** start Text extract **
# IMI Council tax



## pennine10

Has anyone appealed about the amount of IMI (Council tax) they are paying.
I have a three bedroom town house with a garage in Burgau. In 2010, I was paying 840 Euros. This year I'm being required to pay 1000 Euros, a 16 %
increase. The Camra are saying that my house increased in value.
The multiplication factor also increased from 0.35 to 0.4.
I would be interested to know if anyone has appealed and how they went about it
or any other comments.


----------



## MrBife

pennine10 said:


> Has anyone appealed about the amount of IMI (Council tax) they are paying.
> I have a three bedroom town house with a garage in Burgau. In 2010, I was paying 840 Euros. This year I'm being required to pay 1000 Euros, a 16 %
> increase. The Camra are saying that my house increased in value.
> The multiplication factor also increased from 0.35 to 0.4.
> I would be interested to know if anyone has appealed and how they went about it
> or any other comments.


The multiplication factor you can do nothing about as its set by central government. They do re evaluate the patromonial value of the property from time to time (usually after building works and always after a change of ownership). They write a letter at that time to confirm their assesment of the new value and you have a limited time period in which to register a complaint.
** end Text extract **
● Requirements: Decide whether each statement agrees with the IMI council tax thread, answering yes or no and quoting the words of the thread that settle it: 1. The multiplication factor went up from 0.35 to 0.4. 2. The multiplication factor is set by the local council. 3. A change of ownership always leads to a re-evaluation of the property's value.
** start Provided material **
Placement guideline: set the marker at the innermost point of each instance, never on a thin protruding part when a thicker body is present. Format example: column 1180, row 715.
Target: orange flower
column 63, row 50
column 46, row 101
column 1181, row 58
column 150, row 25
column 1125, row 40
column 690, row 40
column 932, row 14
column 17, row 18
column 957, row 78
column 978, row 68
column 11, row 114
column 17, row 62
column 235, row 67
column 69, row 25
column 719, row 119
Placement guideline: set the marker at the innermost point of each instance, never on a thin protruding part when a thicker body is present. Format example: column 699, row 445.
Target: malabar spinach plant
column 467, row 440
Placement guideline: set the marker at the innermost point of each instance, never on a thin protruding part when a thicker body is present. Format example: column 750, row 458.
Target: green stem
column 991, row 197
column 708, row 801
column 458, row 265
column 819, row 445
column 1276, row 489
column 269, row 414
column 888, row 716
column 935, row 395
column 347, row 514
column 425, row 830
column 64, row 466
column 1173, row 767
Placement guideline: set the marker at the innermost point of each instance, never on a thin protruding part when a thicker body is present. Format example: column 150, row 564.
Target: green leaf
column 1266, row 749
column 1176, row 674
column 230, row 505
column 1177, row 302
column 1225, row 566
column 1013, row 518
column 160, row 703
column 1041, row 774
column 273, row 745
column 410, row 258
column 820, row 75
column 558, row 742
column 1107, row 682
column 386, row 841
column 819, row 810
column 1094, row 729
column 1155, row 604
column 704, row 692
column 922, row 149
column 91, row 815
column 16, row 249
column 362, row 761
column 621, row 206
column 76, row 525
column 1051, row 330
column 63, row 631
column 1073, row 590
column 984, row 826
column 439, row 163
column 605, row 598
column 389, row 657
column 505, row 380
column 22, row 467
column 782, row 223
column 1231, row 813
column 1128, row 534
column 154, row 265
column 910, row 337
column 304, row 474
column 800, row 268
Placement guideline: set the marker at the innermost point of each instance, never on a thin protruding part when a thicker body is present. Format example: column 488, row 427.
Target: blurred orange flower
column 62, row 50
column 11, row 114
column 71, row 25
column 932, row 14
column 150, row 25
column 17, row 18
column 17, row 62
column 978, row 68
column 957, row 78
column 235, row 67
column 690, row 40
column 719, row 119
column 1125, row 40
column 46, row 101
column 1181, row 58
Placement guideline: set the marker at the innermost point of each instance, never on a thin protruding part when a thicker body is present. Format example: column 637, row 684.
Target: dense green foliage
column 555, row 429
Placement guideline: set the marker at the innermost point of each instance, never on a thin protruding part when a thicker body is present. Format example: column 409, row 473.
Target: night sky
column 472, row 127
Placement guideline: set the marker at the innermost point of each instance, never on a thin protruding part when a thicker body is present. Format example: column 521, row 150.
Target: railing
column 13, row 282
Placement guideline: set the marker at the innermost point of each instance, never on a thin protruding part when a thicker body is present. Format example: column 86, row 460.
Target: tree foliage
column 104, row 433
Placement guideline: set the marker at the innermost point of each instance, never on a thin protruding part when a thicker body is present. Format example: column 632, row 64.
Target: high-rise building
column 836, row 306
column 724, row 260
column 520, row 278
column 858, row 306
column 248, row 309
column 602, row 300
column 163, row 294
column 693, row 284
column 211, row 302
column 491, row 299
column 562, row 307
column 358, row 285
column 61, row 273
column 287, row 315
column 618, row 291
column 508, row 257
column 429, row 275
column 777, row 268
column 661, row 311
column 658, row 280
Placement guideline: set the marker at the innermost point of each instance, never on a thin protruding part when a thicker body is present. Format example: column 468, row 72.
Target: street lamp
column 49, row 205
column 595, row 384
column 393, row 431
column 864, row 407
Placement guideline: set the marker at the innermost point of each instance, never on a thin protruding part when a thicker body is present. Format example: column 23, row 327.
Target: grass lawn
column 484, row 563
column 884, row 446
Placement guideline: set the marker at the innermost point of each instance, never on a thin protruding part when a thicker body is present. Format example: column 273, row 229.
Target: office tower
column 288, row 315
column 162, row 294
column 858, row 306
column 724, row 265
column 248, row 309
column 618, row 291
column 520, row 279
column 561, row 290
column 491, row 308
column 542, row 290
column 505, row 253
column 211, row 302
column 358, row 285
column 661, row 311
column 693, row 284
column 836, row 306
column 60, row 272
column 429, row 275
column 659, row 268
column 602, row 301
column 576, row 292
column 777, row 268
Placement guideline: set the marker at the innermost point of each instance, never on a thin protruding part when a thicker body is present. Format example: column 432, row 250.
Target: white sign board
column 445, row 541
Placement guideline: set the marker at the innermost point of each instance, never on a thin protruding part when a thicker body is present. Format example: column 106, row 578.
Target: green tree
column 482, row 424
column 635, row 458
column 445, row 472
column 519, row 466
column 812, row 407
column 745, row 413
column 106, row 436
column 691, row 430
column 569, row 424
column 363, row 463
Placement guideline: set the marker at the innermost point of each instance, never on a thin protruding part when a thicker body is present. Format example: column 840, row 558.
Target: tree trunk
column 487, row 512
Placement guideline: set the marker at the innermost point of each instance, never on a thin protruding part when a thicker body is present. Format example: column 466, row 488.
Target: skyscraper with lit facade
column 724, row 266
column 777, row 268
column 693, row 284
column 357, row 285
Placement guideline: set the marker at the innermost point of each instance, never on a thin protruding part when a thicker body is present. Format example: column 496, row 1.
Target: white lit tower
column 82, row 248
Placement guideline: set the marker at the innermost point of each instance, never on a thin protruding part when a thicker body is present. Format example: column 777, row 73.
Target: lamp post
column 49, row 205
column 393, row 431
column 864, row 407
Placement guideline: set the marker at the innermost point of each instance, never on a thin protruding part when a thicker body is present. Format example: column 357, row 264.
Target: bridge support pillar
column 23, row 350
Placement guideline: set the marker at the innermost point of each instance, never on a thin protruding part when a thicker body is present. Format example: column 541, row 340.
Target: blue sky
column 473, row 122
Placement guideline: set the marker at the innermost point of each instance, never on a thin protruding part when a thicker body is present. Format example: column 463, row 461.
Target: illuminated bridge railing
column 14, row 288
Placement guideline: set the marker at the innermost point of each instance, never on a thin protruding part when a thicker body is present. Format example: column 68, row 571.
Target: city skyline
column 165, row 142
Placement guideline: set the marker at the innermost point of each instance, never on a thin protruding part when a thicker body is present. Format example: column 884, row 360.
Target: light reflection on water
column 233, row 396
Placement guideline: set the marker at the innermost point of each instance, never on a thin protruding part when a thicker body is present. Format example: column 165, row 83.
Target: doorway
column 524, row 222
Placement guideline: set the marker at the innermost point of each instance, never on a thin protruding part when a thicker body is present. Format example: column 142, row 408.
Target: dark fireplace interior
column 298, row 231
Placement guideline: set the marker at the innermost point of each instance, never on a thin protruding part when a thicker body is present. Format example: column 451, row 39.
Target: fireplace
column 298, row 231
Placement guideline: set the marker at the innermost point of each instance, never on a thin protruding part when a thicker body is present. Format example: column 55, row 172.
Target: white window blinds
** end Provided material **
● Output below:
1. Yes: "The multiplication factor also increased from 0.35 to 0.4."
2. No: "The multiplication factor you can do nothing about as its set by central government."
3. Yes: "usually after building works and always after a change of ownership"